* [What to do]: Render every non-blank line of the material below as a Markdown table with the columns Row and Line, numbering the rows in order and leaving out the pictures.

* [Exercise material]:
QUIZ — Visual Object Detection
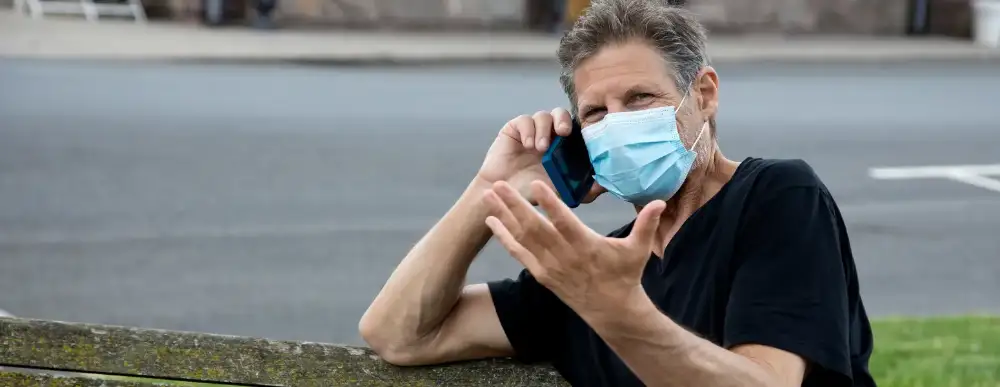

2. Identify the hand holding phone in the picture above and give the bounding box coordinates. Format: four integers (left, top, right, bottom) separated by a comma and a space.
542, 119, 594, 208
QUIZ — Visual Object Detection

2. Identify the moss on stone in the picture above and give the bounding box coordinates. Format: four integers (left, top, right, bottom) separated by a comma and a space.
0, 318, 566, 387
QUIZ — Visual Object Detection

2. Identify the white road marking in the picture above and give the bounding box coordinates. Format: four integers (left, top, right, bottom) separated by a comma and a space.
868, 164, 1000, 192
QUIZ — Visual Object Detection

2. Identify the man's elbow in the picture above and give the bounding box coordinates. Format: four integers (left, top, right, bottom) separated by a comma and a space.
358, 317, 424, 366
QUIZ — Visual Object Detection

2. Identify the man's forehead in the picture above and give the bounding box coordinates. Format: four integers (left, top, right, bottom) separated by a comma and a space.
573, 43, 677, 102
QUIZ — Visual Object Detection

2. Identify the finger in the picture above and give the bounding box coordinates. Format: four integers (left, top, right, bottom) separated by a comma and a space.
501, 115, 535, 149
582, 182, 608, 203
486, 216, 541, 273
517, 116, 537, 149
551, 108, 573, 137
531, 112, 552, 152
628, 200, 667, 255
493, 181, 559, 242
483, 190, 521, 238
531, 180, 592, 244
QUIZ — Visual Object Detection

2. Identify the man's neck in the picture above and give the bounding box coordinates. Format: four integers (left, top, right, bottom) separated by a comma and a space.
636, 147, 740, 255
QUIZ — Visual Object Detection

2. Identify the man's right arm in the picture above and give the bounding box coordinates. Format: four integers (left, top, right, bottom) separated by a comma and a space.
359, 179, 513, 365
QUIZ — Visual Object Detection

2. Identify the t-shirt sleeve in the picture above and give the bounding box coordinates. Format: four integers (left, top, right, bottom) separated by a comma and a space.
488, 270, 568, 363
724, 186, 852, 386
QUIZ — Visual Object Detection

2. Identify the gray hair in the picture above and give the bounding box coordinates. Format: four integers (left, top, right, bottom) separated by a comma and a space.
558, 0, 715, 116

* [Finished exercise]:
| Row | Line |
|---|---|
| 1 | QUIZ — Visual Object Detection |
| 2 | 2. Identify the hand holding phone in the picture above and give the bounding box coordinates. Format: four integers (left, top, right, bottom) separated by a comma and a space. |
| 3 | 542, 119, 594, 208 |
| 4 | QUIZ — Visual Object Detection |
| 5 | 2. Identify the moss on stone in the picture above and give the bounding box coordinates. Format: four integers (left, top, right, bottom) separated by a comma and a space. |
| 6 | 0, 318, 566, 387 |
| 7 | QUIZ — Visual Object Detection |
| 8 | 2. Identify the white road marking in the picture above and give the bounding box coordinates. Format: four integers (left, top, right, bottom) separated by a comma and a space. |
| 9 | 868, 164, 1000, 192 |
| 10 | QUIZ — Visual Object Detection |
| 11 | 2. Identify the man's elbow in the picture above and give the bounding box coordinates. Format: four integers (left, top, right, bottom) separated by a comma and a space. |
| 12 | 358, 317, 424, 366 |
| 13 | QUIZ — Visual Object Detection |
| 14 | 2. Identify the man's forehead in the picture above and give the bounding box coordinates. Format: four integers (left, top, right, bottom) separated by a comma and a space. |
| 15 | 573, 43, 677, 102 |
| 16 | QUIZ — Visual Object Detection |
| 17 | 2. Identify the finger in the picture above and give the bounding box coordinates. Format: four integers (left, top, right, bottom) separated by a comma and a space. |
| 18 | 501, 115, 535, 149 |
| 19 | 582, 182, 608, 203 |
| 20 | 486, 216, 541, 273 |
| 21 | 517, 116, 537, 149 |
| 22 | 551, 108, 573, 137 |
| 23 | 531, 112, 552, 152 |
| 24 | 628, 200, 667, 255 |
| 25 | 493, 181, 559, 242 |
| 26 | 483, 190, 521, 238 |
| 27 | 531, 180, 592, 244 |
| 28 | QUIZ — Visual Object Detection |
| 29 | 2. Identify the man's neck in the picture above and give the bounding box coordinates. Format: four integers (left, top, right, bottom) separated by a comma and a space. |
| 30 | 636, 147, 740, 255 |
| 31 | QUIZ — Visual Object Detection |
| 32 | 2. Identify the man's right arm in the picture above and give the bounding box coordinates. Format: four integers (left, top, right, bottom) separated by a comma and a space. |
| 33 | 359, 179, 513, 365 |
| 34 | QUIZ — Visual Object Detection |
| 35 | 2. Identify the t-shirt sleeve in the picture above and give the bounding box coordinates. Format: four integers (left, top, right, bottom) separated by a comma and a space. |
| 36 | 488, 270, 568, 363 |
| 37 | 724, 186, 852, 386 |
| 38 | QUIZ — Visual Object Detection |
| 39 | 2. Identify the gray hair in the picture above and give the bounding box coordinates. Format: four integers (left, top, right, bottom) separated by a comma and a space. |
| 40 | 558, 0, 715, 116 |